═════ GIVEN RECORDS
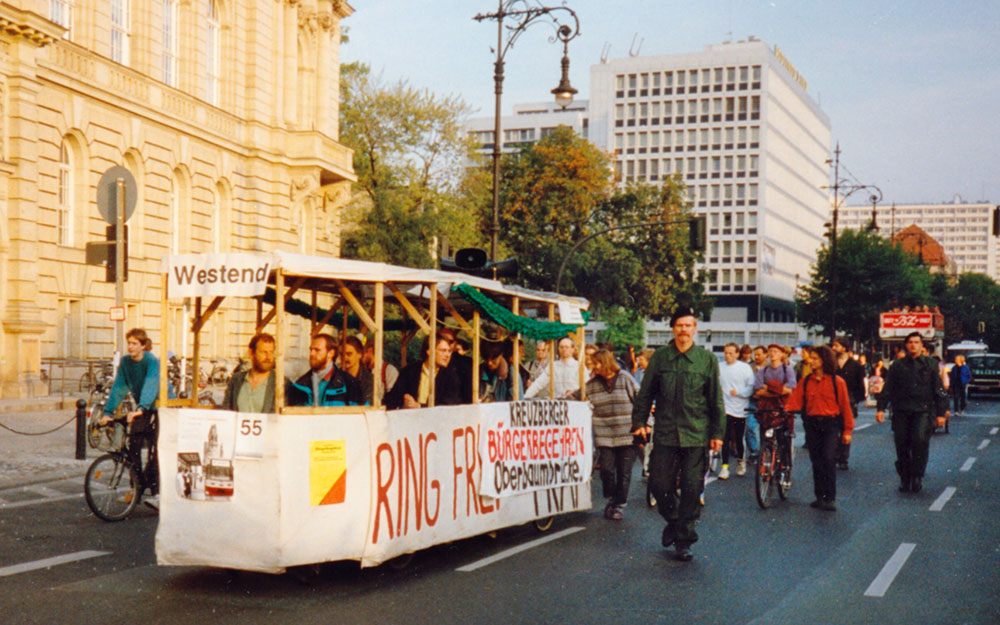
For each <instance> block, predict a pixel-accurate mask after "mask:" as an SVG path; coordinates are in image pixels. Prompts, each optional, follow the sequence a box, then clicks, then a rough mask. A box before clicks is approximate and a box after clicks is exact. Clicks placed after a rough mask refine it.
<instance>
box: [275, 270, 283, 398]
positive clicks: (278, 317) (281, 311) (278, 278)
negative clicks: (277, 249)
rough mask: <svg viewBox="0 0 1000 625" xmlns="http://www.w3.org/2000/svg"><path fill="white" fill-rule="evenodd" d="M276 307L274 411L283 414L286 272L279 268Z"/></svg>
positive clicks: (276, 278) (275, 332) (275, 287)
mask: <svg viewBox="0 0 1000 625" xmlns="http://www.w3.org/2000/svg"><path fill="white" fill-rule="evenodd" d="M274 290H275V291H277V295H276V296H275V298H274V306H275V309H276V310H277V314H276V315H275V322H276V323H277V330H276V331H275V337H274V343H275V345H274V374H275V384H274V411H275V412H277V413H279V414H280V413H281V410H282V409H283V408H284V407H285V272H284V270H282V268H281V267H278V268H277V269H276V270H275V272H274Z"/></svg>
══════════
═════ GIVEN RECORDS
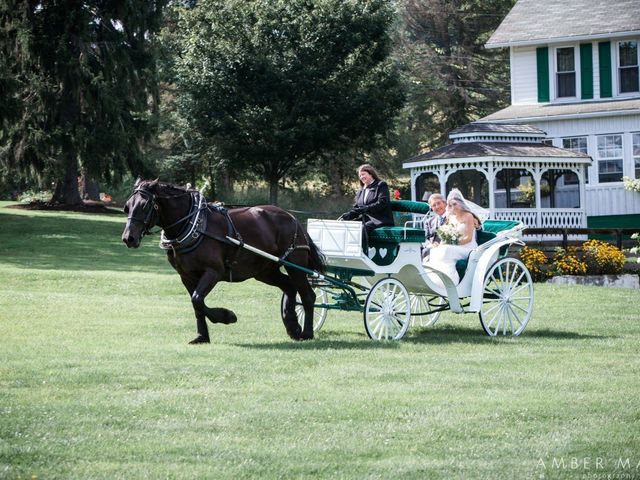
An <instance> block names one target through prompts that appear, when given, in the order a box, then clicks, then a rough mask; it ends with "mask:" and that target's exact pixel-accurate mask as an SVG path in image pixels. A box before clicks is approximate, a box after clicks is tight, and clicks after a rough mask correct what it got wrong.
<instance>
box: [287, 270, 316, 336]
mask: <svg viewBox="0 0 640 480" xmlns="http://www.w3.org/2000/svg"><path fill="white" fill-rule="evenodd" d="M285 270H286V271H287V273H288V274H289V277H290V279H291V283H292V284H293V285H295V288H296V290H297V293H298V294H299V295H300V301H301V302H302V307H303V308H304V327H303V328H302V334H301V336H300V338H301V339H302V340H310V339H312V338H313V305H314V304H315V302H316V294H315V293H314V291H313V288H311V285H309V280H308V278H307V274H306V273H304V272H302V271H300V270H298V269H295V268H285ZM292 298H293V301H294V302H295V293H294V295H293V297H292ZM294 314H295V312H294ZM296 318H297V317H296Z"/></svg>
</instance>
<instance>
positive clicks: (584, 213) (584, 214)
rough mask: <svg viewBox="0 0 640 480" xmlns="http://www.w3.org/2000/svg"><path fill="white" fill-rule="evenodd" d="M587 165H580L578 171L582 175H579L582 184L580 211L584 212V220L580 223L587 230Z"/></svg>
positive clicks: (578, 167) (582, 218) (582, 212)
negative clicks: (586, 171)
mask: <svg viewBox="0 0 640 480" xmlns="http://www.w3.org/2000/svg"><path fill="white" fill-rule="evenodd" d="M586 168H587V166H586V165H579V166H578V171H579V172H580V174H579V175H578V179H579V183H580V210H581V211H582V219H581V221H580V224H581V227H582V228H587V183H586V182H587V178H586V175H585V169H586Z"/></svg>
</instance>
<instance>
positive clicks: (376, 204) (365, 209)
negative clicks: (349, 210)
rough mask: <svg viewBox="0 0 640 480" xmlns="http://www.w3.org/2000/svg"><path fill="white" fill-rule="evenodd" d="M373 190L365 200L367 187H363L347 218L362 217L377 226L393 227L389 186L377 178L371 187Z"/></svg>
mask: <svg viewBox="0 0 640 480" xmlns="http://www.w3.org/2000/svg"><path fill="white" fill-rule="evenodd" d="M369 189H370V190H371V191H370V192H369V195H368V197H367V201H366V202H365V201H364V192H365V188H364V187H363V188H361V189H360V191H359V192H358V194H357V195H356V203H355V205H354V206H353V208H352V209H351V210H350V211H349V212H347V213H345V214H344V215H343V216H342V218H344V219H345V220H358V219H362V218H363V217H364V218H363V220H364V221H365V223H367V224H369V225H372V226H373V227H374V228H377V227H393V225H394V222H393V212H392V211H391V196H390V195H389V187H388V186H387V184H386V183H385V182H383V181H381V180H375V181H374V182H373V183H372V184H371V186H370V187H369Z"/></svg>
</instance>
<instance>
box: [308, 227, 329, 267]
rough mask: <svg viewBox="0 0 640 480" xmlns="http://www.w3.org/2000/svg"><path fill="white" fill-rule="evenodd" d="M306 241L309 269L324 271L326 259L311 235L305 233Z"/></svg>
══════════
═════ GIVEN RECORDS
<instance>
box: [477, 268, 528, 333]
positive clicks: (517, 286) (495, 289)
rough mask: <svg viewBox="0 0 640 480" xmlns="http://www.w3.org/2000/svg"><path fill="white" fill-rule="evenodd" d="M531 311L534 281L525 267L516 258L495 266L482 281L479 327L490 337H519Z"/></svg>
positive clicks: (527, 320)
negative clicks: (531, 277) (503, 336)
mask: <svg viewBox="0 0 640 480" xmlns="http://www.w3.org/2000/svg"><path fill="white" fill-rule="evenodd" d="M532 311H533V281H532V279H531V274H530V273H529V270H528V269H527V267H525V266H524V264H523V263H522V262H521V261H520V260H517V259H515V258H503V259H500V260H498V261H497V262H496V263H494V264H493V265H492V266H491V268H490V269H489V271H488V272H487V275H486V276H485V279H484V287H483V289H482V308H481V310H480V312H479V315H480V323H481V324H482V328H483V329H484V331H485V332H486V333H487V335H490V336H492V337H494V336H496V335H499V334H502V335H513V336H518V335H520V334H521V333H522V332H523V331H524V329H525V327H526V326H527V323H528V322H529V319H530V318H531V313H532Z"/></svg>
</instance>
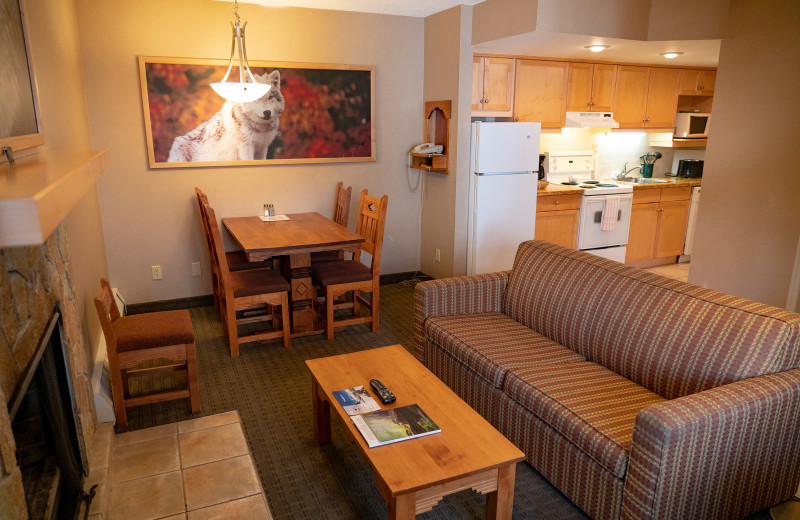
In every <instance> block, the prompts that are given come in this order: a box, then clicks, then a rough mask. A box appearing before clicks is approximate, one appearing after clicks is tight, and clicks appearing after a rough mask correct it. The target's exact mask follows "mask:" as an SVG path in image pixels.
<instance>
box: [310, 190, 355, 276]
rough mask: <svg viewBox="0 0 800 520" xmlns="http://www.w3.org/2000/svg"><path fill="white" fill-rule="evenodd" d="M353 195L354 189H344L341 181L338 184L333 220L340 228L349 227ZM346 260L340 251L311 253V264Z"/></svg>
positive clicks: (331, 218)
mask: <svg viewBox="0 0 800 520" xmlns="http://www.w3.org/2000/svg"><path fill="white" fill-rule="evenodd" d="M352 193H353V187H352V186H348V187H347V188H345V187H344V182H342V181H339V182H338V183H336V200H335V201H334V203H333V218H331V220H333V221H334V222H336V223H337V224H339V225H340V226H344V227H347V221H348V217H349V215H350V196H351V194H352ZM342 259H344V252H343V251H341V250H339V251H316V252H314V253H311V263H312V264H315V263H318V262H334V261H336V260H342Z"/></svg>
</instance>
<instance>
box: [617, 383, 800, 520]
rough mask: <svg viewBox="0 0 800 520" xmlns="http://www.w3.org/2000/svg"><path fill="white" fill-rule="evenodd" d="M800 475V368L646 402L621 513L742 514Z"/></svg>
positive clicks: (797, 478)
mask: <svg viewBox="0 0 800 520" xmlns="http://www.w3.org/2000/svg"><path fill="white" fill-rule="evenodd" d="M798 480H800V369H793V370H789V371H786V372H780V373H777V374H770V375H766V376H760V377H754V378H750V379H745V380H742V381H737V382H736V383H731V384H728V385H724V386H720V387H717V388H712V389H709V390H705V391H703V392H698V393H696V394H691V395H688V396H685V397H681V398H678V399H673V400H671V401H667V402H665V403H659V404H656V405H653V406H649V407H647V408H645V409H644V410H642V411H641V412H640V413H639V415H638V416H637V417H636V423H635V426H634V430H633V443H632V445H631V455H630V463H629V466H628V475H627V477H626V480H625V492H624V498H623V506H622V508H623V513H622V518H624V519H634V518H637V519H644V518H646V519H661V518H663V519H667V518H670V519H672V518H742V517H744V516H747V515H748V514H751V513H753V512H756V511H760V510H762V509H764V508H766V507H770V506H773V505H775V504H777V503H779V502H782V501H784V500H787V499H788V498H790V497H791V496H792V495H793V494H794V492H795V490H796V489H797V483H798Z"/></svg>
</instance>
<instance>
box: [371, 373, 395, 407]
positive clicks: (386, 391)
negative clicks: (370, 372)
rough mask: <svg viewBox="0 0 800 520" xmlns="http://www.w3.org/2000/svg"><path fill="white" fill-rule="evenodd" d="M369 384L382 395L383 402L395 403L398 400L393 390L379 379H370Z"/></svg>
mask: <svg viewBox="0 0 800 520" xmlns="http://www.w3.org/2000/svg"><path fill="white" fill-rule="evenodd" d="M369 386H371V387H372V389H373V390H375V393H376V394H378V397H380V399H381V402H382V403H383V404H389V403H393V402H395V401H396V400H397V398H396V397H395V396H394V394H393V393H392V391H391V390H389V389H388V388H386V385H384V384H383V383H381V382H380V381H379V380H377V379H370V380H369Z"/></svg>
══════════
> **YOUR GOAL**
Return the stretch from the line containing "For each <instance>" through the line containing "box: [275, 270, 283, 398]" as a JSON list of strings, one string per line, omitting blank lines.

> **SOLUTION FOR THIS PROBLEM**
[
  "For each <instance> block, predict a pixel-accurate mask after \"mask:\" as an SVG path; coordinates are in image pixels. Prompts, each optional, follow the sequence a box, then clicks, then a rough mask. A box before clicks is approximate and a box after clicks is exact. Clicks placed after a rough mask refine it.",
  "<instance>",
  "box: [275, 270, 283, 398]"
]